(What the task requires) Word for word, write out all of the entries that follow.

(Working data)
◆ ◆ ◆ ◆ ◆

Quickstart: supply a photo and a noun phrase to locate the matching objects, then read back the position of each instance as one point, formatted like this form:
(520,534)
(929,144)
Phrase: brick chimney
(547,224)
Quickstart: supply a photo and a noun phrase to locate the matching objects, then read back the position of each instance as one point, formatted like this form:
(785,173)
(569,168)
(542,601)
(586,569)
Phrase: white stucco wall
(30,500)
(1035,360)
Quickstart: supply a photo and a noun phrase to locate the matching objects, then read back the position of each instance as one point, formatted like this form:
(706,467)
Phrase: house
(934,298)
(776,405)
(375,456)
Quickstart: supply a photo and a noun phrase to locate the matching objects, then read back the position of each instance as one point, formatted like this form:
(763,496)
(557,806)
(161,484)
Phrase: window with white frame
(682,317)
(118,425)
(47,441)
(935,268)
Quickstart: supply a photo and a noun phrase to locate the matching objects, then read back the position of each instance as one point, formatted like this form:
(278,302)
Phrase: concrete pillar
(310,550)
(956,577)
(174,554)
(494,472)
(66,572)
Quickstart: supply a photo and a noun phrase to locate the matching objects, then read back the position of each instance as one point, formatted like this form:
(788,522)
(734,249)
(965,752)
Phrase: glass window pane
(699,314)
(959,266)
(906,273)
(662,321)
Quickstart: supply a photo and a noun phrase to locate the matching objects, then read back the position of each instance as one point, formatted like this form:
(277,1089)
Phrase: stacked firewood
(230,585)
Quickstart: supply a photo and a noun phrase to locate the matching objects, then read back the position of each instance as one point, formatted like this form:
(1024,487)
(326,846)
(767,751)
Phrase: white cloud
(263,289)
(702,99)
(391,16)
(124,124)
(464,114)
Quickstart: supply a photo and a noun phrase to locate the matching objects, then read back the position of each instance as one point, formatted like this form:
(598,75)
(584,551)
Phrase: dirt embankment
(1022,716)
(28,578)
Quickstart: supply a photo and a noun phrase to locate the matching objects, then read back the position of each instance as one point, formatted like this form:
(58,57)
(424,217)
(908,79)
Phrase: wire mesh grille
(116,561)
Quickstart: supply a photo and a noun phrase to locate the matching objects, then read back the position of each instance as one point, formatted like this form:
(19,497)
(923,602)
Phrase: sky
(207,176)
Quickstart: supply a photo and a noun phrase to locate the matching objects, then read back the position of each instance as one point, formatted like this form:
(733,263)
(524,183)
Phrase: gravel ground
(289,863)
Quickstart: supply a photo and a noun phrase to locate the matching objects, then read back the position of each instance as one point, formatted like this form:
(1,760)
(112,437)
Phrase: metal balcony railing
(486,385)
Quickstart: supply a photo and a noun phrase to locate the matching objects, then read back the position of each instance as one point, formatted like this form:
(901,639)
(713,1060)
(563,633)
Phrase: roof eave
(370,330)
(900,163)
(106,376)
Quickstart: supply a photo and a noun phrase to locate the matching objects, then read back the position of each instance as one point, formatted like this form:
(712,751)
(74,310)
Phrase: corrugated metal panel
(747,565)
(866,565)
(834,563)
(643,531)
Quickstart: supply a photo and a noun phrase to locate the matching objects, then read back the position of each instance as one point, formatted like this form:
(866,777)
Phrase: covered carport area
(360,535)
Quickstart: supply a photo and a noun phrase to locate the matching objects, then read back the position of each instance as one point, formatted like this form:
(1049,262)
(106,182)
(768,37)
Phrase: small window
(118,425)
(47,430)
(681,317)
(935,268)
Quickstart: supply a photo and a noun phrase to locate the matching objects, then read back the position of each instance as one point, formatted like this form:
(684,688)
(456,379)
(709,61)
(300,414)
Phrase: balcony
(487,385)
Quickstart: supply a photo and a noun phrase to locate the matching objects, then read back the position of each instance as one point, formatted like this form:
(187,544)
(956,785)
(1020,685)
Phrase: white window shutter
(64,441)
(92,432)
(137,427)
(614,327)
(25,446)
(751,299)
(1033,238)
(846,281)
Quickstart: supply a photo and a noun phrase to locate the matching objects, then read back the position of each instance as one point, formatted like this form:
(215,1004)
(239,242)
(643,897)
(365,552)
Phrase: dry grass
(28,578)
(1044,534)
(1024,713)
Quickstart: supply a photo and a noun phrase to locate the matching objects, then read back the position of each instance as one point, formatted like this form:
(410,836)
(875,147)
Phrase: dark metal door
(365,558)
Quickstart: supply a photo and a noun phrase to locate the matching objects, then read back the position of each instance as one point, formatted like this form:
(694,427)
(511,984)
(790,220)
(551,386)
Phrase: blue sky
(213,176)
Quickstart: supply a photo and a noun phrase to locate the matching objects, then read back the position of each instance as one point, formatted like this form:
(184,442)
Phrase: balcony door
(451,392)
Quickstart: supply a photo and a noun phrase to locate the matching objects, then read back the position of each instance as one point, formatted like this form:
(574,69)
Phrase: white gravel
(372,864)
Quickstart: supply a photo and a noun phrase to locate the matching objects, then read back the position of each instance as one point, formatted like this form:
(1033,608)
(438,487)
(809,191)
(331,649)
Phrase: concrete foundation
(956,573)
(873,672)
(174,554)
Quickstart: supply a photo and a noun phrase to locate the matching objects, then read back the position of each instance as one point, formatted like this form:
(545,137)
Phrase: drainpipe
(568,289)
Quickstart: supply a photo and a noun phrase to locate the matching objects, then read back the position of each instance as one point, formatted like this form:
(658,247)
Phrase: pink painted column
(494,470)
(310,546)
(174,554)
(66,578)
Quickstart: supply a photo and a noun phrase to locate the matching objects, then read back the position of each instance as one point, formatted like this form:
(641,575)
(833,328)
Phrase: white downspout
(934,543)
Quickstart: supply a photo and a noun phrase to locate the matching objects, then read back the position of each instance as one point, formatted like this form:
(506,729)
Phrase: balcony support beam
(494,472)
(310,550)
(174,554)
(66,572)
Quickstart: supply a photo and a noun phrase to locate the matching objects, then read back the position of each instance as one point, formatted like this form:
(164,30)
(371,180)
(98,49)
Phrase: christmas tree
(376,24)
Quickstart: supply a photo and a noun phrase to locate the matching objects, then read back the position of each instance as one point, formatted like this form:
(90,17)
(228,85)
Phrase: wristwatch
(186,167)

◆ ◆ ◆ ◆ ◆

(Response area)
Quickstart: supply a photo and a noun phrase to locate the matching objects, then read back the position of each instance as one point, formatted like this form:
(520,534)
(929,144)
Phrase: brick chimney
(547,224)
Quickstart: supply a photo and a noun phrase to locate the matching objects, then read back the position of each instance as one point, formatted like this form:
(785,173)
(569,168)
(542,601)
(586,569)
Phrase: white stucco wall
(30,500)
(1035,360)
Quickstart: supply a photo and a noun phrase to locate the matching objects, then read back the position of each instance as one point, formatted like this form:
(706,467)
Phrase: house
(934,298)
(776,405)
(375,456)
Quickstart: supply a photo and a noun phrase to locate the matching objects, then read back the position of each instance as one point, formatted like this form:
(763,496)
(557,806)
(161,484)
Phrase: window with white frame
(682,317)
(118,425)
(47,441)
(935,268)
Quickstart: supply a photo and a noun phrase to locate the matching objects, then read back the position of each instance as one point, formatted like this form:
(278,302)
Phrase: concrete pillar
(310,550)
(956,577)
(174,554)
(494,472)
(66,572)
Quickstart: supply a photo and a noun phrase to locate the matching objects, then read back the position of each instance as one point, formatted like this form:
(788,522)
(734,249)
(965,752)
Phrase: glass window pane
(699,314)
(959,266)
(906,273)
(662,321)
Quickstart: supply a photo and a noun phrase to locate the matching objects, then read back the position of each instance as one point, formatted like this form:
(277,1089)
Phrase: stacked firewood
(230,585)
Quickstart: supply a photo and a noun phrase to locate the matching objects, then read back the position of each instance as one point, formatted like this form:
(1024,487)
(326,846)
(767,751)
Phrase: white cloud
(263,289)
(702,99)
(391,16)
(124,124)
(464,114)
Quickstart: supply a photo and a noun phrase to locate the matching objects, then read back the position of each instance as one point, formatted like this form:
(598,75)
(584,551)
Phrase: dirt embankment
(1022,716)
(28,578)
Quickstart: supply a photo and a noun phrase to locate the matching objects, then read back the position of each instance as one point, formatted like this form:
(58,57)
(424,217)
(908,79)
Phrase: wire mesh grille
(116,561)
Quickstart: supply a photo and a noun phrase to locate the matching objects, then read back the position of each instance as one point, formatted like this form:
(19,497)
(923,602)
Phrase: sky
(207,176)
Quickstart: supply a photo and a noun phrase to locate the matching objects, then read back the position of each instance as one point, formatted like this form:
(733,263)
(524,183)
Phrase: gravel ground
(289,863)
Quickstart: supply a photo and a noun phrase to locate the matching objects, then read back the position of each instance as one point, formatted like this form:
(1,760)
(112,437)
Phrase: metal balcony railing
(486,385)
Quickstart: supply a photo and a noun phrase to locate the matching objects, then read back the position of each instance as one point, formatted like this form:
(901,639)
(713,1060)
(563,633)
Phrase: roof eave
(370,330)
(900,163)
(106,376)
Quickstart: supply a photo and a noun phrase to locate the matching objects, then read back the position of each instance as one point, formatted like this form:
(712,751)
(74,310)
Phrase: corrugated metal panel
(747,565)
(866,565)
(834,563)
(643,531)
Quickstart: supply a photo and a noun phrase to locate the matching objects, then read back the position of each instance as one point, formatted like this form:
(866,777)
Phrase: covered carport area
(360,535)
Quickstart: supply a photo and a noun phrase to locate the matching objects, then read back the position of each instance as one point, formatted like this form:
(1049,262)
(106,182)
(768,37)
Phrase: small window
(118,425)
(47,430)
(681,317)
(935,268)
Quickstart: supply a photo and a noun phrase to locate the matching objects, then read back the position of each instance as one point, formatted like this form:
(684,688)
(456,379)
(709,61)
(300,414)
Phrase: balcony
(487,385)
Quickstart: supply a photo and a noun phrase to locate the matching objects, then read back the position of each instance as one point, formatted like this form:
(187,544)
(956,785)
(1020,685)
Phrase: white window shutter
(64,441)
(92,432)
(137,427)
(614,327)
(25,446)
(751,299)
(1033,238)
(846,281)
Quickstart: supply a photo and a noun phrase to locate the matching objects, then read back the position of each instance as one point, formatted like this form:
(215,1004)
(239,242)
(643,897)
(365,552)
Phrase: dry grass
(28,578)
(1044,534)
(1024,713)
Quickstart: supply a photo and a noun phrase to locate the matching objects, then read back the position of each instance as one point, formatted like this form:
(410,836)
(875,147)
Phrase: dark metal door
(365,558)
Quickstart: supply a photo and a noun phrase to locate the matching objects, then read back the position of each instance as one point, formatted like this form:
(694,427)
(511,984)
(790,220)
(551,386)
Phrase: blue sky
(213,176)
Quickstart: supply a photo and a noun phrase to locate the matching objects, then read back the position of each instance as one point, formatted like this form:
(184,442)
Phrase: balcony door
(451,392)
Quickstart: supply a photo and a noun phrase to locate the matching objects, then read back the position of each instance as one point, formatted like this form:
(574,69)
Phrase: white gravel
(372,864)
Quickstart: supply a photo and a noun phrase to locate the matching objects, then read back the position of each instance as one point, formatted like this form:
(1033,608)
(438,487)
(809,191)
(331,649)
Phrase: concrete foundation
(956,573)
(873,672)
(174,554)
Quickstart: supply a photo and a noun phrase to locate the matching objects, then read back the position of each instance as one point, formatted like this form:
(545,137)
Phrase: drainpipe
(568,289)
Quickstart: supply a photo and a noun phrase to locate the matching objects, then read back the position of each instance as one point, formatted like this form:
(658,247)
Phrase: pink painted column
(494,470)
(310,546)
(174,554)
(66,578)
Quickstart: supply a photo and a noun phrase to locate the matching objects, then read back the position of each instance as one point, formatted like this form:
(641,575)
(833,328)
Phrase: white downspout
(934,543)
Quickstart: supply a photo and a noun phrase to locate the matching objects, then read back the position of each instance as one point, formatted like this form:
(506,729)
Phrase: balcony support beam
(494,472)
(310,550)
(174,554)
(66,572)
Quickstart: supply a photo and a noun phrase to locate the matching objects, then read back the position of each instance as one point, formatted like this form:
(164,30)
(371,180)
(98,49)
Phrase: christmas tree
(376,24)
Quickstart: supply a photo and a noun phrase to locate the matching objects, then read back the position of each instance as one point, formatted like this form:
(90,17)
(228,85)
Phrase: wristwatch
(186,167)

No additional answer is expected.